- _SOURCE_:
+ + + +

Spending time with that company, a lot of what we spent time on was being very polished and very poised. We were selling very expensive products. You're appealing to things that are very sensitive. You're appealing to women. You're appealing to them about things such as anti-aging. I'm a girl who's standing there at 22 years old. I don't have any wrinkles on my face. I'm a size zero, but I'm speaking to a woman who's middle-aged and who has the money to drop, which was ungodly at the time, $500 to $700 because she thinks this is going to make her feel good. You had to learn how to listen, appeal and do the same thing that we say in the accounting profession right now, which is you're not selling anything, you're helping.

When you step back from it and said, “I'm not here to sell you anything. Let's talk about what you need and let me hear what it is you would like to have happened. Let's see if I can help you with that.” That in turn would build loyalty and you learn the relationship building. When I had to go out and start doing that, it was the same thing on a much bigger scale. Instead of being one individual, it was organizations and places where we were trying to get people to come in or let them come to us to do events for them and so on and so forth. It was that same premise of relationship building. You asked me about shifts. Were there things that happened in your career or your life that would make you a point of transition? Part of that point of transition was taking the focus off of me and focusing on the people that I'm supposed to be helping. That was a big turning point and I was lucky to have that experience at a younger age.

You said your parents didn’t go to college. How did you grow up? What were your examples with your parents and what were some of the belief systems that they instilled in you?

I had an interesting childhood. We were poor. My mom's parents were immigrants from Cuba. She had me very young. My father had lost his father. He was raised by two Southern women. This is in the ‘60s. There are a lot of things going on in the ‘60s. When you're sixteen, seventeen years old and you have a kid, it's hard to focus on that. I was surrounded by a lot of powerful women. On my dad's side, it was my granny and my great aunt. On my mom's side, it was my grandmother. There were all these women making it on their own. They focused on me like, “This is not going to be your life and you're not going to rely on anybody.” Clearly what they had seen was relying on other people wasn't getting them very far in life. They taught me to be fiercely independent and to rely on myself. In college, that was not an option. It was like, “You're going to do this. You're going to pay for it and you're going to work through it, but you're going to go do that.”

Was that something you wanted to do? I know they were telling you to do it, but was it something that you were like, “Yes, I want this?”

Yes.

Is it because you saw their life wasn't something you wanted?

Doing Your Best: When life gets very difficult, you have to be strong, smart, and self-sufficient to protect yourself.

+ + + +

- _SUPPLIED INFORMATION_:
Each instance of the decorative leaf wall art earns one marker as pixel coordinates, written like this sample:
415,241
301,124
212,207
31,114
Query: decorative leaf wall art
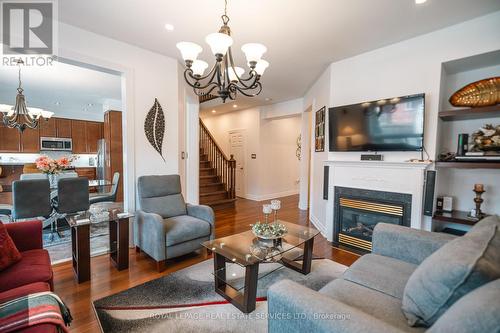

+ + + +

- _SET TASK A_:
Translate this sentence from the interview into Spanish: "We were selling very expensive products."
- _SET TASK B_:
Quote the interview from "You said your" up to and including "instilled in you?".

- _COMPLETE OUTPUT A_:
Vendíamos productos muy caros.

- _COMPLETE OUTPUT B_:
You said your parents didn’t go to college. How did you grow up? What were your examples with your parents and what were some of the belief systems that they instilled in you?